**Stored data**:
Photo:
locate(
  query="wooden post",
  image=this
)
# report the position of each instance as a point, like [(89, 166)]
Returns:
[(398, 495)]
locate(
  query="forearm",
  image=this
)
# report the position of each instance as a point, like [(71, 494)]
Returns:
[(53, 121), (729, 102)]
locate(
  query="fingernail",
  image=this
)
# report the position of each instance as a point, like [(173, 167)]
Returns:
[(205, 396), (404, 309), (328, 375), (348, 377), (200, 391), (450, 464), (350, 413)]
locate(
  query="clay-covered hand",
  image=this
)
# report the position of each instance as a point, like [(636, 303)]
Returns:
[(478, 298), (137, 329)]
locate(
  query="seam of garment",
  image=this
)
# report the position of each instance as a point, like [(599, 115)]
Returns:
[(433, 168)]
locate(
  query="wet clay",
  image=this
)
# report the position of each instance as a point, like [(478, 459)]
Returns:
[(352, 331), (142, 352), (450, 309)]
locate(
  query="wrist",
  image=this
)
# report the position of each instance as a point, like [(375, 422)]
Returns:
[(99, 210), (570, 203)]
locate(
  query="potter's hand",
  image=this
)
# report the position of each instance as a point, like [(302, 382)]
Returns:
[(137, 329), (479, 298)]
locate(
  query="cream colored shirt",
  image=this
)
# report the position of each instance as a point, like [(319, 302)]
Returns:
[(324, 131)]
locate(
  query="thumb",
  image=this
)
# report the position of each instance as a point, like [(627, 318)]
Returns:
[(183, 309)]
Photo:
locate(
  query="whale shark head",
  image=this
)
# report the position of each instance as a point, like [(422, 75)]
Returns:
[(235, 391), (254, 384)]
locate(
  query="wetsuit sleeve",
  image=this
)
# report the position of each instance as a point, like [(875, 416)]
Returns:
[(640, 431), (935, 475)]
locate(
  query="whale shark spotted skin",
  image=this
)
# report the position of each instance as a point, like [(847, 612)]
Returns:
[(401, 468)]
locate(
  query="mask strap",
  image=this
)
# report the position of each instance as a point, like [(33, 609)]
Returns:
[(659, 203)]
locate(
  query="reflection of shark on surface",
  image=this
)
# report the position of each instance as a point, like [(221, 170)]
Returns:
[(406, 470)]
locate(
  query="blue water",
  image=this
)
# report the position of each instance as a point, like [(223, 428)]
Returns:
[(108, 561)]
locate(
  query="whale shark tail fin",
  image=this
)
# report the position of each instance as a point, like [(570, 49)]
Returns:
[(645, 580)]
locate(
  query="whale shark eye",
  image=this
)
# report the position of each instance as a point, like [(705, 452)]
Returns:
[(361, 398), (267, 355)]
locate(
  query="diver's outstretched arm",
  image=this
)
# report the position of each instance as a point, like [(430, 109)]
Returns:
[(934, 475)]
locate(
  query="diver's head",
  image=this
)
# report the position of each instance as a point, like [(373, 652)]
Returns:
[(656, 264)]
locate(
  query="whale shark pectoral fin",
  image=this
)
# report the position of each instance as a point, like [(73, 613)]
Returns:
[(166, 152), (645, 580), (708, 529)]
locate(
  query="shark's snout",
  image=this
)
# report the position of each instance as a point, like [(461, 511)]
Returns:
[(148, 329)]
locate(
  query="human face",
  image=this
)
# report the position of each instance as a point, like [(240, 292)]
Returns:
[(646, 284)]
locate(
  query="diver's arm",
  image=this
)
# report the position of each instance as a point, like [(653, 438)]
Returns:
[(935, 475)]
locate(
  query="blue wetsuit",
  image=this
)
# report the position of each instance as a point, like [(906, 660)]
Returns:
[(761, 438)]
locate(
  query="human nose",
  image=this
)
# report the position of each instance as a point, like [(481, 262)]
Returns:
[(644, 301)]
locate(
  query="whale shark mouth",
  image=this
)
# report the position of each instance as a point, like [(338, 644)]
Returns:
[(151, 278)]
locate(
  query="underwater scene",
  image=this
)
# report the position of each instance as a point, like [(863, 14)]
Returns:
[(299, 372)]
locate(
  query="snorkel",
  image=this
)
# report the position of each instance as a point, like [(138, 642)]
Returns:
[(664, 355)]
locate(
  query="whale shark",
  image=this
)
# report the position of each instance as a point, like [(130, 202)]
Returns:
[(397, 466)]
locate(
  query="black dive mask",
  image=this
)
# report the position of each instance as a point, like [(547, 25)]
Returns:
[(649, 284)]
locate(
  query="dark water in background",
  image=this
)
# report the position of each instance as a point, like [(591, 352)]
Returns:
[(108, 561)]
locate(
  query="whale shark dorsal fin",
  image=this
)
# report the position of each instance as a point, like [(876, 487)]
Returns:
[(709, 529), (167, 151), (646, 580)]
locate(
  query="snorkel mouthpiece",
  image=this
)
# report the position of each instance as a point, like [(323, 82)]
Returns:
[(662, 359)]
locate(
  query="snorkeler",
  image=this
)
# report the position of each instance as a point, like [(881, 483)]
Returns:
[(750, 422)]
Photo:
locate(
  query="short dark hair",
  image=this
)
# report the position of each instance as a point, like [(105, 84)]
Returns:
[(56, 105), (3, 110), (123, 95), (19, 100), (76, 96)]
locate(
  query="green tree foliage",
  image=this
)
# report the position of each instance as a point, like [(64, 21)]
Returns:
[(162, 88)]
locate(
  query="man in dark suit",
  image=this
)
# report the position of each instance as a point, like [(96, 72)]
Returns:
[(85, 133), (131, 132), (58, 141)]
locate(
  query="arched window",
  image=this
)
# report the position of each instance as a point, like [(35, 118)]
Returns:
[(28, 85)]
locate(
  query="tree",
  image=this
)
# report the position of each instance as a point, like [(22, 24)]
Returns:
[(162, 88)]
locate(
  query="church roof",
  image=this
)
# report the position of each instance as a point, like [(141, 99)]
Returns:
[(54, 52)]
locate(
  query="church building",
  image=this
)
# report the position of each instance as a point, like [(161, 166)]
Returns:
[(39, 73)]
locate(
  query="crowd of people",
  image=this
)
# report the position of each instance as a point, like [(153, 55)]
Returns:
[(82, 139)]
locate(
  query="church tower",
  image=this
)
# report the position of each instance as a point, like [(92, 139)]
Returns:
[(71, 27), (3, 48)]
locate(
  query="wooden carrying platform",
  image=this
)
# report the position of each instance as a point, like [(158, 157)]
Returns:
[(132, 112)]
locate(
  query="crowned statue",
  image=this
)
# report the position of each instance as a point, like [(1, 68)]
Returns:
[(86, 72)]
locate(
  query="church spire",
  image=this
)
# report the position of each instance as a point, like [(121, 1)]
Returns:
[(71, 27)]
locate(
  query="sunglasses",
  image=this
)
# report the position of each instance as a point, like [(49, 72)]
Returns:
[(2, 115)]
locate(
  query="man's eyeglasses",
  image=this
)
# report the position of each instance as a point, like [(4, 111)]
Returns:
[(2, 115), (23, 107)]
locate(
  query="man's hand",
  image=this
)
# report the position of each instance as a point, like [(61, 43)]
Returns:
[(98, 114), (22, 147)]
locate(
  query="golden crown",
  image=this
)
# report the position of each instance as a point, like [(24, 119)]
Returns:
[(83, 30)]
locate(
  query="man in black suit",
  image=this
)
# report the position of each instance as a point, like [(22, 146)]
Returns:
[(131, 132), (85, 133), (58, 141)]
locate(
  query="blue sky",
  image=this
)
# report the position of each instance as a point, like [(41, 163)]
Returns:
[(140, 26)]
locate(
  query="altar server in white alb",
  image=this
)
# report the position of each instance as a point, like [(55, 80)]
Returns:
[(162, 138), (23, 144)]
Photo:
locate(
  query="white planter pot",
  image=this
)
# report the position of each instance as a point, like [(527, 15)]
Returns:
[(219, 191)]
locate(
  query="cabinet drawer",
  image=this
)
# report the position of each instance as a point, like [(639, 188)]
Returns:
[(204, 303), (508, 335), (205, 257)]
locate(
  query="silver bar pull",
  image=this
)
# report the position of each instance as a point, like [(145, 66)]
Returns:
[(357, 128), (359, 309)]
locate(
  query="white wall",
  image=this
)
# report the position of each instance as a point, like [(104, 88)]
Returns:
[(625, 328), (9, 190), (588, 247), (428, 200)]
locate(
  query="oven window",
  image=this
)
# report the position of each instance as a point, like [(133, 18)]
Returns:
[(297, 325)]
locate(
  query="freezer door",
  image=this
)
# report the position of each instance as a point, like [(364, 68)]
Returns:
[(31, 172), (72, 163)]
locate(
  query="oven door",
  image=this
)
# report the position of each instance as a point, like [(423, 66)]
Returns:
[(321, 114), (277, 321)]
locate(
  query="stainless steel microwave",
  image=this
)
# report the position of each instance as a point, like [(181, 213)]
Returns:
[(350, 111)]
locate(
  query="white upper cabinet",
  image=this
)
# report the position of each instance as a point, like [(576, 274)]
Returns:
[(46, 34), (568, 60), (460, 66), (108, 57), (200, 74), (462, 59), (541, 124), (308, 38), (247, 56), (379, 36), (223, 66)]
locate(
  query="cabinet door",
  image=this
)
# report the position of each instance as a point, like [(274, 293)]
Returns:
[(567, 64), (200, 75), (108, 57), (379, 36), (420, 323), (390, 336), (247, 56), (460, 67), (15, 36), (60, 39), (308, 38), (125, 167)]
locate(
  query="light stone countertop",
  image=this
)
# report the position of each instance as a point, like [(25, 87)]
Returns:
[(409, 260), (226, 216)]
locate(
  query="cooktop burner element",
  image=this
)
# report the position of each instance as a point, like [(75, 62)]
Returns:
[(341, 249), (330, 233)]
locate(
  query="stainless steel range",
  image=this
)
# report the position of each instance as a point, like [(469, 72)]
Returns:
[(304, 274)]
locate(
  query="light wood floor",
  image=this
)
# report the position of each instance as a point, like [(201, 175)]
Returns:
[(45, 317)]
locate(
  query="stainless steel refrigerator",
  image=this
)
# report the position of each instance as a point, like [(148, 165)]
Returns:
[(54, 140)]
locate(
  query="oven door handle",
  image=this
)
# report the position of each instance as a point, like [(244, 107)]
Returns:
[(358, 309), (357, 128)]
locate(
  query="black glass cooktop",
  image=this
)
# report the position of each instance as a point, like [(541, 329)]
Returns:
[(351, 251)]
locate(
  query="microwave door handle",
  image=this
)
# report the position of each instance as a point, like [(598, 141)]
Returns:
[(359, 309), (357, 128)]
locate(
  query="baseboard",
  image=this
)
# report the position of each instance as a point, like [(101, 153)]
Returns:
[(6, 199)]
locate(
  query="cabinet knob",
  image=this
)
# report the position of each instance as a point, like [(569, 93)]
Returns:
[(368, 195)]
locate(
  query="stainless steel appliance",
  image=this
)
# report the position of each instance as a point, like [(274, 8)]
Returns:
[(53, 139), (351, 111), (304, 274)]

**Work to complete**:
Starting at the beginning of the records and ending with the line that contains "[(137, 329), (479, 298)]", reproduce those lines with "query" renamed to "target" throughout, leaving everything else unchanged.

**Finished task**:
Photo:
locate(
  target="wooden post",
  image=this
)
# report the position of each instance as a point, like [(89, 166)]
Returns:
[(398, 495)]
locate(
  target="forearm",
  image=this
)
# report the position of each instance as a point, like [(71, 494)]
Returns:
[(53, 121), (729, 102)]
locate(
  target="fingernail",
  image=this
)
# report the position of each instance as a point, like [(173, 167)]
Returns:
[(205, 396), (404, 309), (328, 375), (348, 377), (200, 391), (450, 464), (350, 413)]
locate(
  target="clay-covered hand",
  image=this
)
# report the position of each instance as a point, like [(636, 303)]
Returns:
[(478, 298), (137, 329)]
locate(
  target="seam of garment",
  image=this
)
# report the position of each instance as a point, like [(599, 115)]
Returns:
[(433, 168)]
locate(
  target="wet clay",
  image=this
)
# report the position of each instance as a point, like [(478, 459)]
Returns:
[(352, 331), (142, 352), (450, 309)]
locate(
  target="wrist",
  image=this
)
# report the position of each instance as a point, like [(375, 422)]
Returns:
[(99, 210), (570, 203)]
locate(
  target="potter's hand",
  image=this
)
# report the position of each instance as a point, like [(302, 382)]
Returns:
[(137, 329), (479, 298)]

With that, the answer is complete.